**Instructions for the task:** Your job is to set down the stretch of entries that opens with the line containing "Target: rocky cliff" and closes with the line containing "Would you be so kind as to mark the boulder". Keep both end lines, copy each exactly, and add nothing.

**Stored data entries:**
* * * *

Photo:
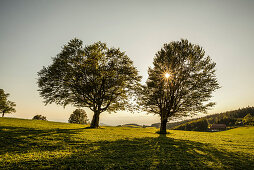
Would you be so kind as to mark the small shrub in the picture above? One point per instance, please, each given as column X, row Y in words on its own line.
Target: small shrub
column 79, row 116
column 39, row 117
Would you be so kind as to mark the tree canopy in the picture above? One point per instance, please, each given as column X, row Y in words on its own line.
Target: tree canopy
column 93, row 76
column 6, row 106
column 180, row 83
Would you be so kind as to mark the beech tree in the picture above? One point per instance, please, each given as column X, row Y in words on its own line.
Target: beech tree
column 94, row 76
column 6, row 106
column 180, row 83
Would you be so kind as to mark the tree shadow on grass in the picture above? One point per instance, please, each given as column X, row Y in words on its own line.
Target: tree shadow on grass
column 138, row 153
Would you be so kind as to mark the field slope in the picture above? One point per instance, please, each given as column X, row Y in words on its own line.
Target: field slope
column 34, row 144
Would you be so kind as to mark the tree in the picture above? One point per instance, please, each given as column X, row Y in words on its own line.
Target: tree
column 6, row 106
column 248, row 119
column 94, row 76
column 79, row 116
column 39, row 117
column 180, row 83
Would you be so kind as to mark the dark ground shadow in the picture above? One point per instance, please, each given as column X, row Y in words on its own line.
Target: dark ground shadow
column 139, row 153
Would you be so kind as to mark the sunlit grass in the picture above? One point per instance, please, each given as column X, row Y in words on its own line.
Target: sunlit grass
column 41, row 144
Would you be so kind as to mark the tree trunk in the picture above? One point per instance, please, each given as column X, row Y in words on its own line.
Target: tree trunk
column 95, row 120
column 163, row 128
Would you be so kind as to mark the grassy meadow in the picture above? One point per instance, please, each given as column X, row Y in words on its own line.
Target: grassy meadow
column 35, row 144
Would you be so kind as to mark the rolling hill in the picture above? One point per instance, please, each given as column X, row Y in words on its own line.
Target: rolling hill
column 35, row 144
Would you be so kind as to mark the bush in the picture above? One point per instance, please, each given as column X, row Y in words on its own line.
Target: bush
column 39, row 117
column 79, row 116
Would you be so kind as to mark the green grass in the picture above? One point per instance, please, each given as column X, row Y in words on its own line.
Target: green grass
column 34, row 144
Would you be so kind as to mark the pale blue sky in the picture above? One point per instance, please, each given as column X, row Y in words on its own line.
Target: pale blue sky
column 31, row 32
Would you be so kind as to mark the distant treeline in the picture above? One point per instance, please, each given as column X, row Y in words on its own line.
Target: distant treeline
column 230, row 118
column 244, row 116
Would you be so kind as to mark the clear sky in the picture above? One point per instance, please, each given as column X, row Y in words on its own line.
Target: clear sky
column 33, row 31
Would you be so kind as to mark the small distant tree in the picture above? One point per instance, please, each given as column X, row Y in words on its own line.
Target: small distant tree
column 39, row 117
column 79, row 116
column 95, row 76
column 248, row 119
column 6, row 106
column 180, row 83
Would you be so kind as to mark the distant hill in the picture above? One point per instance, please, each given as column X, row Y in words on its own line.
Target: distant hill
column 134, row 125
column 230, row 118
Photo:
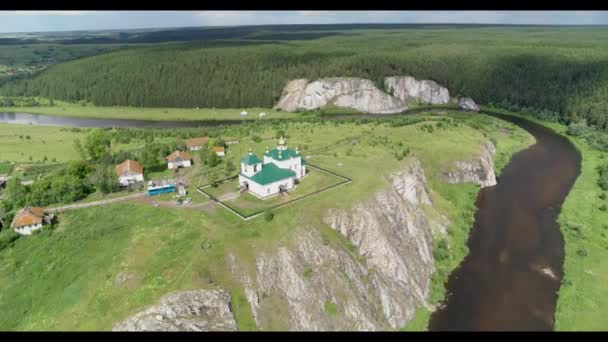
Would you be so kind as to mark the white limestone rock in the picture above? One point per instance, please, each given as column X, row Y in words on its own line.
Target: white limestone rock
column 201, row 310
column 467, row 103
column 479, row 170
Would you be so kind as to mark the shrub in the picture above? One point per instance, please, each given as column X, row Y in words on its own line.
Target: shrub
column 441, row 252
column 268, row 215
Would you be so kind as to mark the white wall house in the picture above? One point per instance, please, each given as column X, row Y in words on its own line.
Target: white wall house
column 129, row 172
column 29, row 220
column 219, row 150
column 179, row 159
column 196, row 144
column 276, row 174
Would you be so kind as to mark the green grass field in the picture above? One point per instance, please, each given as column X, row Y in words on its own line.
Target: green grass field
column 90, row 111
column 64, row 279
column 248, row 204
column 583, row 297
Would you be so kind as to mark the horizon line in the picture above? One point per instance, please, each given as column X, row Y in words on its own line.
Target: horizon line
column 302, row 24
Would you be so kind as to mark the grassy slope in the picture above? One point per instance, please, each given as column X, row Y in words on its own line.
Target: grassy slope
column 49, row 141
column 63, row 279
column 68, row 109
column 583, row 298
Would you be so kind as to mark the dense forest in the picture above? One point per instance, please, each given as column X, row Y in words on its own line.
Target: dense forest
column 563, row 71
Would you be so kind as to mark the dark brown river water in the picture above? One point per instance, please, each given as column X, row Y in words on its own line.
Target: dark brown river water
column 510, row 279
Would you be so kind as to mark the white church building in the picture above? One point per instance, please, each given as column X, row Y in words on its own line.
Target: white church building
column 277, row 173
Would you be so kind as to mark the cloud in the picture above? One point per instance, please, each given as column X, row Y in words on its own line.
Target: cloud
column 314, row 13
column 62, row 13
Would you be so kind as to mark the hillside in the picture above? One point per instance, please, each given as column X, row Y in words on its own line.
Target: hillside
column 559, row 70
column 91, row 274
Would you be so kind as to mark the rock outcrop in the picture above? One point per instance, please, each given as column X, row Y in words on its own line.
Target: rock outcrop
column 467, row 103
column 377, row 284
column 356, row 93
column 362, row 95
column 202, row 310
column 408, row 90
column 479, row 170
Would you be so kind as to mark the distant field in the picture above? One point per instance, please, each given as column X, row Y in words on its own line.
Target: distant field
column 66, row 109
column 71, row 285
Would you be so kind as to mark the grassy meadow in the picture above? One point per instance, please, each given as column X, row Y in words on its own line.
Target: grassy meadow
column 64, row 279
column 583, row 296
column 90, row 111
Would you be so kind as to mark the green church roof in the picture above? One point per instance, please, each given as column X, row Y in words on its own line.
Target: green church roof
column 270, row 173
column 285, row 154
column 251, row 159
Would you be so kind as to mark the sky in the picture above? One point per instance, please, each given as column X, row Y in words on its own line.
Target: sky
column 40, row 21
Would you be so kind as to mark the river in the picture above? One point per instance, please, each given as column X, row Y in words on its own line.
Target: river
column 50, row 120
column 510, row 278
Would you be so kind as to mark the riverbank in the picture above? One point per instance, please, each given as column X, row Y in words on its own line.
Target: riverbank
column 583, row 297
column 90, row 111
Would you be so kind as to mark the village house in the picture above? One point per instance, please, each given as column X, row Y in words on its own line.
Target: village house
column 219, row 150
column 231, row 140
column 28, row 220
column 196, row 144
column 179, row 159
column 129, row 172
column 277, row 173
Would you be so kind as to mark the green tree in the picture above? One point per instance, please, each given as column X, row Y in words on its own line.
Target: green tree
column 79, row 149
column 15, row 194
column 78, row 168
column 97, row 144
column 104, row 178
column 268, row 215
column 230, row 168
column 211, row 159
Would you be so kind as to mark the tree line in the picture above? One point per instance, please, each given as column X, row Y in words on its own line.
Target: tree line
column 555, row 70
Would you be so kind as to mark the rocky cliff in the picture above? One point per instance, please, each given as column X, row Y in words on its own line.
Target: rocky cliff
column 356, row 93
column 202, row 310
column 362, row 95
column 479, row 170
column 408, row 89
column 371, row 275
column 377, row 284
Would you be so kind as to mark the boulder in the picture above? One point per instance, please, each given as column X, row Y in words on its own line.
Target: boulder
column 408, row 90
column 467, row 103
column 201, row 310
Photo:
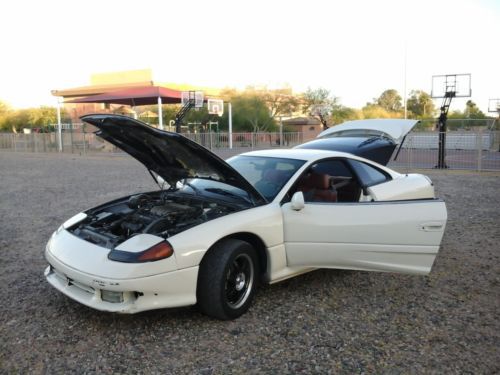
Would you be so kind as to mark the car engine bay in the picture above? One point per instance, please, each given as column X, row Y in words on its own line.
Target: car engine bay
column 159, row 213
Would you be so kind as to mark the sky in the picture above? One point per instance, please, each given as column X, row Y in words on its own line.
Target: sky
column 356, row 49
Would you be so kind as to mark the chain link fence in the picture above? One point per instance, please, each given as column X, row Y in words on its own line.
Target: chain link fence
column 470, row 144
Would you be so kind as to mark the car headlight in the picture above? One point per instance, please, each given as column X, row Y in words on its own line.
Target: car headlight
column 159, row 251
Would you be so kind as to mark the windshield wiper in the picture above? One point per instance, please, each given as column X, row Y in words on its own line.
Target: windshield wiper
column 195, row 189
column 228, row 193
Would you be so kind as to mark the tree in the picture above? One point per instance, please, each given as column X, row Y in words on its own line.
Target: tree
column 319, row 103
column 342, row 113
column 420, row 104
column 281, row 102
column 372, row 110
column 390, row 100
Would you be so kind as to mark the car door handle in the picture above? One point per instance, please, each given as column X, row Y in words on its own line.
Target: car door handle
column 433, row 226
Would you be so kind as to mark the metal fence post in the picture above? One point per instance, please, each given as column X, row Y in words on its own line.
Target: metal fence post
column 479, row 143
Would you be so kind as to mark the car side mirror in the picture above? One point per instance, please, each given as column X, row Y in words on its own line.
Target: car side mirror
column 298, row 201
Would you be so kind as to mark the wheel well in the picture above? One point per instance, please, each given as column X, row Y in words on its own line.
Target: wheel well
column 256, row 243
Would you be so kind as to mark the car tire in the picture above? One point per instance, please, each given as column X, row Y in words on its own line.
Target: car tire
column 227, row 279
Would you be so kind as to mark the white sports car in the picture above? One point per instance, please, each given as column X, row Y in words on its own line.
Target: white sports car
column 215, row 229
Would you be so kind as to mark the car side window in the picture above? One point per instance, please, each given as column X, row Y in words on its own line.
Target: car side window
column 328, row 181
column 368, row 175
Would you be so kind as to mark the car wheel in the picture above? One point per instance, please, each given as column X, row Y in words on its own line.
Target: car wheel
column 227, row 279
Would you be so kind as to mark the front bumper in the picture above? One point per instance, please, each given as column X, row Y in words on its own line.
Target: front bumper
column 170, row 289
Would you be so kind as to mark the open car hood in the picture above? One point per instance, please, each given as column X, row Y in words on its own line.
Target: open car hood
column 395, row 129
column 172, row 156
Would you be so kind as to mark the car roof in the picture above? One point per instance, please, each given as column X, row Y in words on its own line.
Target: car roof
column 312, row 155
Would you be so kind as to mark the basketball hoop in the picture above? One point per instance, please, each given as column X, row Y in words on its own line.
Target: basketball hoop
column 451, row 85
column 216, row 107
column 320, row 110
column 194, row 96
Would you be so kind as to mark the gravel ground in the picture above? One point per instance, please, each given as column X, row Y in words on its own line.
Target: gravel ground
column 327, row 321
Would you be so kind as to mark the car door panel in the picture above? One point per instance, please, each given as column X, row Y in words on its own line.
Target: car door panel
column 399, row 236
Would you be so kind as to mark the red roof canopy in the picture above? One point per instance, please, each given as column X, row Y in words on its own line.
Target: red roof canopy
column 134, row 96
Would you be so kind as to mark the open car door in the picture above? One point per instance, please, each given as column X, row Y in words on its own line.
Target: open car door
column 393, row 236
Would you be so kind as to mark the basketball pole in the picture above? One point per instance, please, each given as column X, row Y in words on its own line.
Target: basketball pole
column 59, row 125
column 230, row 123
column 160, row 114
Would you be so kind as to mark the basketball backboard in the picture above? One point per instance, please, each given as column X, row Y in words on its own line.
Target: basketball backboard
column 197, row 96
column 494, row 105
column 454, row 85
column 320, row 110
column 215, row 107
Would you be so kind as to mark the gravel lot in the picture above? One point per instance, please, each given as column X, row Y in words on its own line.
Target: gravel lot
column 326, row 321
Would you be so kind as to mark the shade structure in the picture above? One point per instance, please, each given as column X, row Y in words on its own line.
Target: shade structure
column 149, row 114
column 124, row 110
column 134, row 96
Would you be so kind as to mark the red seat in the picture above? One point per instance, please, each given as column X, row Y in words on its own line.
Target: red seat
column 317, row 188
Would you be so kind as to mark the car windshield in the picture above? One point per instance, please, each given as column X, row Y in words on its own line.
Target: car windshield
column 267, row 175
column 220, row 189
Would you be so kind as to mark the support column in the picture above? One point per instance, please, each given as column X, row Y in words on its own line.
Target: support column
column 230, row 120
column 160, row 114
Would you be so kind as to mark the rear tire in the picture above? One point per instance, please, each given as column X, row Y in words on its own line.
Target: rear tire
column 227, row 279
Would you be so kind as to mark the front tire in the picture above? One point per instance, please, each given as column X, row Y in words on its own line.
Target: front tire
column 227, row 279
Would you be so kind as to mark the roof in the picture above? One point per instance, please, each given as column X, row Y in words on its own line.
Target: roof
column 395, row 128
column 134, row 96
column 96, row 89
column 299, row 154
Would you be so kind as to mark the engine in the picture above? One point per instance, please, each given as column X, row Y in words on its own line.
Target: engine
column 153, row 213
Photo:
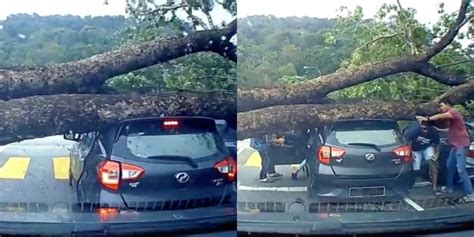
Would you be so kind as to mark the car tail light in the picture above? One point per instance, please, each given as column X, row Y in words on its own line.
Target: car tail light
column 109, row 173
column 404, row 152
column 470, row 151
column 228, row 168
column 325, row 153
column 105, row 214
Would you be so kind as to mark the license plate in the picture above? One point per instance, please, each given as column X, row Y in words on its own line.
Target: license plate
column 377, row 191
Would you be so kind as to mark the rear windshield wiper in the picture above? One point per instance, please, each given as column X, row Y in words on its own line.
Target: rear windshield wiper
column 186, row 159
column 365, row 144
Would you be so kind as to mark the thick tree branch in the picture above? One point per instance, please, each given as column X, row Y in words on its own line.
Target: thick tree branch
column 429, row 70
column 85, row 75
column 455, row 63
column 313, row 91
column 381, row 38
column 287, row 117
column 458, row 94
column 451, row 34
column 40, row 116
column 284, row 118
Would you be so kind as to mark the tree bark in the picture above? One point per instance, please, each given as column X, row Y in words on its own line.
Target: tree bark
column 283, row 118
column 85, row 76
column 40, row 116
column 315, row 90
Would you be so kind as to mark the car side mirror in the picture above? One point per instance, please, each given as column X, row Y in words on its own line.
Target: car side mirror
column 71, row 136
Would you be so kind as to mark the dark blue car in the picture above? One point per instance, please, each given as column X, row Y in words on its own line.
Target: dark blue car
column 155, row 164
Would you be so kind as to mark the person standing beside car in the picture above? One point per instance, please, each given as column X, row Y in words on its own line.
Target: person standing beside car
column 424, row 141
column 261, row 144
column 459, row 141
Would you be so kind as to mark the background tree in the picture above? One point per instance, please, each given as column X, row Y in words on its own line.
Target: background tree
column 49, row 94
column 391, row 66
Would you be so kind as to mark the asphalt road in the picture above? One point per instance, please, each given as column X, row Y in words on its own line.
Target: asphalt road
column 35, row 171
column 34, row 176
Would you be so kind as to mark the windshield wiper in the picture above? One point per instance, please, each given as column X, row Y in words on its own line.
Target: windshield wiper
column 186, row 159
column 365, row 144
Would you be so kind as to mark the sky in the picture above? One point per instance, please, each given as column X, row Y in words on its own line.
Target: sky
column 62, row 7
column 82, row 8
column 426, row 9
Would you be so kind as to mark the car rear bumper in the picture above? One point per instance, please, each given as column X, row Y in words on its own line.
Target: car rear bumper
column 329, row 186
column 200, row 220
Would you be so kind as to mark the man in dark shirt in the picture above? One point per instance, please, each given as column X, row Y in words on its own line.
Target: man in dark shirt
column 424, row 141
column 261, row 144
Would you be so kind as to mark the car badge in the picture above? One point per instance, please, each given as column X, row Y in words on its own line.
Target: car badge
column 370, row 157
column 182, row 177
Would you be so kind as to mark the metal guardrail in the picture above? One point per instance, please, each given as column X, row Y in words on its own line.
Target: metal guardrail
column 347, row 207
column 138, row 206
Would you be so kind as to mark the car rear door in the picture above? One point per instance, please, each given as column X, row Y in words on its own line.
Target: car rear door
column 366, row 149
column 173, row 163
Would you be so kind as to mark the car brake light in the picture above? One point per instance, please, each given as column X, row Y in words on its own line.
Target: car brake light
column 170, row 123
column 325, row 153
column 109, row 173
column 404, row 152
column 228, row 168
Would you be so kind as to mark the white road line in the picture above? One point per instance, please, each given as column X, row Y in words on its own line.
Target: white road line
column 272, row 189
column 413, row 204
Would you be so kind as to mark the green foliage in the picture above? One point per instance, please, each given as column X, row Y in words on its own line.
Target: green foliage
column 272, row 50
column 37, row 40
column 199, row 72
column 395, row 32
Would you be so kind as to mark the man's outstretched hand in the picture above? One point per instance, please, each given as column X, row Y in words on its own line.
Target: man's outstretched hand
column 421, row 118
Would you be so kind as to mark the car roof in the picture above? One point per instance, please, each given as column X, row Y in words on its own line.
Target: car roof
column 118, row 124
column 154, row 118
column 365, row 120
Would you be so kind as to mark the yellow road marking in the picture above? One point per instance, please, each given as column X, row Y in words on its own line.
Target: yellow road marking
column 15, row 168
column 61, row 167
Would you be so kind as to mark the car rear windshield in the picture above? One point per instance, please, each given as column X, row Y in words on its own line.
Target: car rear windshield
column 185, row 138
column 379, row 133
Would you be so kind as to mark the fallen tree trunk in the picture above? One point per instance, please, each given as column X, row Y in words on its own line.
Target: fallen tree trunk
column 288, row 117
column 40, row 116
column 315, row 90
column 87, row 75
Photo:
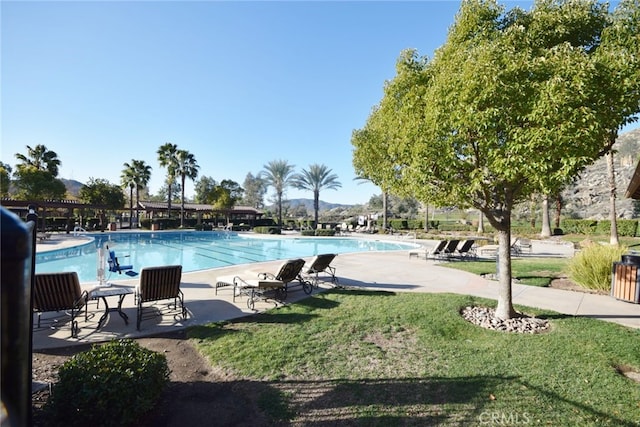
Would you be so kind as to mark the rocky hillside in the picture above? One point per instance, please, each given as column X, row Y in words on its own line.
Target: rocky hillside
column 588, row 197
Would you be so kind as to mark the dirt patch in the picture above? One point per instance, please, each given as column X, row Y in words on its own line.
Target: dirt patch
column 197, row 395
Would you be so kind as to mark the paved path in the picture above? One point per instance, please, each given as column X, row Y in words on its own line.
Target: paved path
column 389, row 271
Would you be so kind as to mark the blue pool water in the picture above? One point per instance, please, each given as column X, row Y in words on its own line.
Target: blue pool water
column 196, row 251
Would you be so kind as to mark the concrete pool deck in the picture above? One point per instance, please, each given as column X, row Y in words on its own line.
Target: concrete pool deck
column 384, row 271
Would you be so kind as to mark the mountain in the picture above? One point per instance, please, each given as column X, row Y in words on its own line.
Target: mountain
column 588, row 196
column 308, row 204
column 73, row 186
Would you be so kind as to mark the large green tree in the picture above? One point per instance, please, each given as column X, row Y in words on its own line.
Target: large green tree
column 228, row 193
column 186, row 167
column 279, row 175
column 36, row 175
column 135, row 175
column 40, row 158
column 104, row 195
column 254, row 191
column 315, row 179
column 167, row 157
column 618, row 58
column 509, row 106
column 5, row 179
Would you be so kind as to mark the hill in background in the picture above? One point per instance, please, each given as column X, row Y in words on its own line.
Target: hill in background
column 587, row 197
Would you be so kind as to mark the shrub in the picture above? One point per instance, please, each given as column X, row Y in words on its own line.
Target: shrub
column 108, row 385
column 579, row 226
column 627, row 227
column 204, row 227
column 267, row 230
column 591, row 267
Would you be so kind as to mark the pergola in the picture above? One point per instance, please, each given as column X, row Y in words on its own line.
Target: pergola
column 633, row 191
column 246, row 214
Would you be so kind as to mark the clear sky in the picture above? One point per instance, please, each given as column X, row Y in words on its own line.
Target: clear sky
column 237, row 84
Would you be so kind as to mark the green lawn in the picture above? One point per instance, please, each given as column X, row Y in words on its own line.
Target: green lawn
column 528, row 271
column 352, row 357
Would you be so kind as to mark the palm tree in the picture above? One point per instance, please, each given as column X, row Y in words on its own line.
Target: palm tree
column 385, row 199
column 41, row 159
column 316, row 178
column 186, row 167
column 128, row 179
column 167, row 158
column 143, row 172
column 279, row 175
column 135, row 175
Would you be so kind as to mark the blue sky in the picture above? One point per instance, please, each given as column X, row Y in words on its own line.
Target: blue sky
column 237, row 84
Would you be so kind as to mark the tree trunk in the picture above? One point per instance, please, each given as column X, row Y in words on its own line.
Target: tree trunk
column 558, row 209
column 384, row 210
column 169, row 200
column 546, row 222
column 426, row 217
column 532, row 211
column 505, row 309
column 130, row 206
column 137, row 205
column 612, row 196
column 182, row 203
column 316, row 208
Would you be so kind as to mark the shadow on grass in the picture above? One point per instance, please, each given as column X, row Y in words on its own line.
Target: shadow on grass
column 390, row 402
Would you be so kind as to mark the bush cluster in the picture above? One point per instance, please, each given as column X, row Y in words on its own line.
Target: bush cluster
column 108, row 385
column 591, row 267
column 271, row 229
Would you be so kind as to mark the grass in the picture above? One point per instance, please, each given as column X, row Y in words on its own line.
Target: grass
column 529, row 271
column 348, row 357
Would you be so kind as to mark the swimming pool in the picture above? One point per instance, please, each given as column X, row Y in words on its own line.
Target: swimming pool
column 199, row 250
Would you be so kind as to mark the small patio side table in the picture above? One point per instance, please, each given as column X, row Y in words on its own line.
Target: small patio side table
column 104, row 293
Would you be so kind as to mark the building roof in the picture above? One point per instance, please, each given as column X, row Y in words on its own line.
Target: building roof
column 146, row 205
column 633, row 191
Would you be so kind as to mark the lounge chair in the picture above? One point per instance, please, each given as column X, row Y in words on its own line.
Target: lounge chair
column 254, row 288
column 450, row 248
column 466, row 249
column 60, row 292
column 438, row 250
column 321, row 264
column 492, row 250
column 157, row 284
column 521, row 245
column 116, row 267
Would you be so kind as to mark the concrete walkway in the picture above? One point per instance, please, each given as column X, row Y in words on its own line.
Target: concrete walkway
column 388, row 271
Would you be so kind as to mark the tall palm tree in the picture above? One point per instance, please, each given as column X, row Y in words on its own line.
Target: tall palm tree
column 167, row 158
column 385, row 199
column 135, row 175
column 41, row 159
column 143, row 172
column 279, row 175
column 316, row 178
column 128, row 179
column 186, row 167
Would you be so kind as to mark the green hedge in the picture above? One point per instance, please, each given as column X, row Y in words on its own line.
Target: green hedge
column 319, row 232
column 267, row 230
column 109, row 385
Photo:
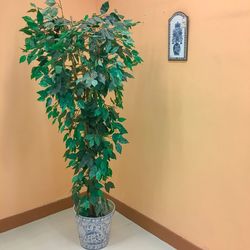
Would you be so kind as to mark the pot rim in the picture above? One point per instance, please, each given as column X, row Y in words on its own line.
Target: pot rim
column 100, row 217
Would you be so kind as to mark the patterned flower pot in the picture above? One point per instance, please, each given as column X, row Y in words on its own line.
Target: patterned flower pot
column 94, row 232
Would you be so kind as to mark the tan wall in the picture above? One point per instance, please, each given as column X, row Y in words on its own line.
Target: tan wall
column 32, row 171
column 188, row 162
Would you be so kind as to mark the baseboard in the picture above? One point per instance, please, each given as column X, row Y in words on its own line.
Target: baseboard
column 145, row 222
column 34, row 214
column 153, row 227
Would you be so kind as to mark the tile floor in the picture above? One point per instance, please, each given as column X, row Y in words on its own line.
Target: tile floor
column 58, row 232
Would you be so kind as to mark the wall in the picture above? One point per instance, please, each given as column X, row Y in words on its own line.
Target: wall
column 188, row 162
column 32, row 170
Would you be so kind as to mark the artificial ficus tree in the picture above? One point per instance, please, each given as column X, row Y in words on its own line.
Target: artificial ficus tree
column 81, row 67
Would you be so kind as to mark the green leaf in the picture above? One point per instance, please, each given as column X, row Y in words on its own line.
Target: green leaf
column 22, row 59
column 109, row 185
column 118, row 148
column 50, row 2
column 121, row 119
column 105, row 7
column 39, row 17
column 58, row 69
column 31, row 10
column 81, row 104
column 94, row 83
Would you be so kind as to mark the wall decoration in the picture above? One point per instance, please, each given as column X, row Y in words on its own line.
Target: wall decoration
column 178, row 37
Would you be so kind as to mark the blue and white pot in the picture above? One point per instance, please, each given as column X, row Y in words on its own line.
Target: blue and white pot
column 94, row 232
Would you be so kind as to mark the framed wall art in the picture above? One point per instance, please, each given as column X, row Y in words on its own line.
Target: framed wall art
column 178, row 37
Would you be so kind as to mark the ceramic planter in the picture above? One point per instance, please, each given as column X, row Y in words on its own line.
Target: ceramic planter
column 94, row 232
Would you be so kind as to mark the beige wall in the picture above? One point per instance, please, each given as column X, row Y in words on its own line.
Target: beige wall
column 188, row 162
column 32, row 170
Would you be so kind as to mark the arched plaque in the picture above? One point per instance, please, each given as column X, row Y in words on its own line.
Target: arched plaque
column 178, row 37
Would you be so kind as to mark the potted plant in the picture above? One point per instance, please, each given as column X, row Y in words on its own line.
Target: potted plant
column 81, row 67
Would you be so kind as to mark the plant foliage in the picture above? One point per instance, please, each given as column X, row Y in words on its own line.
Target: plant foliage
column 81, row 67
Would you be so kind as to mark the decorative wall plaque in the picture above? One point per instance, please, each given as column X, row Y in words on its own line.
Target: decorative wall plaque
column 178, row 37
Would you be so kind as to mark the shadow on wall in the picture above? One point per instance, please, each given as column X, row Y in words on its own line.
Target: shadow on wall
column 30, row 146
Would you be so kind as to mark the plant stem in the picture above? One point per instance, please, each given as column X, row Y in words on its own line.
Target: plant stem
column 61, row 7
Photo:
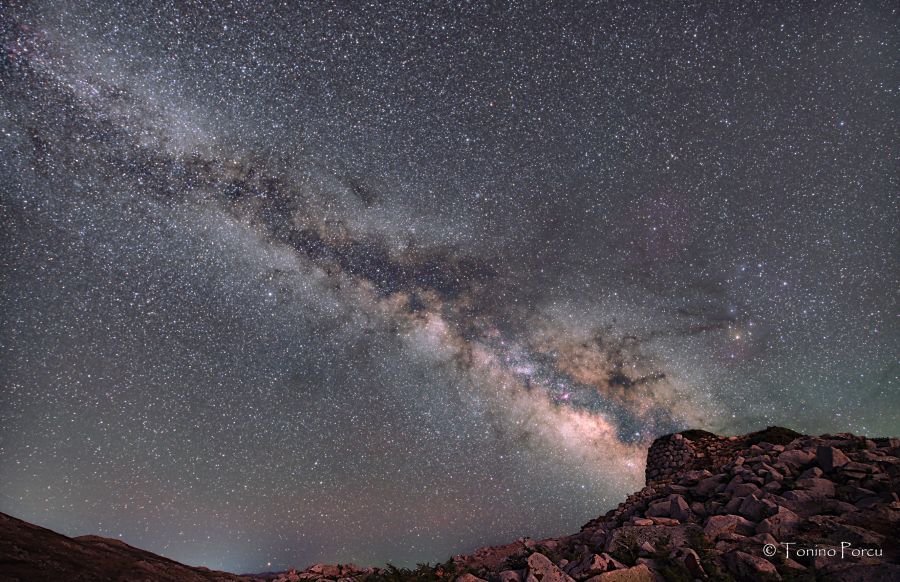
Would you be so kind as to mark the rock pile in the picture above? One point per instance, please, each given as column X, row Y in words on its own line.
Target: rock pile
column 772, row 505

* * * *

**Solution to the exercise:**
Target: rocky cliff
column 356, row 93
column 202, row 310
column 362, row 95
column 479, row 170
column 408, row 89
column 371, row 275
column 377, row 284
Would you be so kind as to mark the boulder in the picture above? One point per instance, please, each given as column X, row Y in words on its own line.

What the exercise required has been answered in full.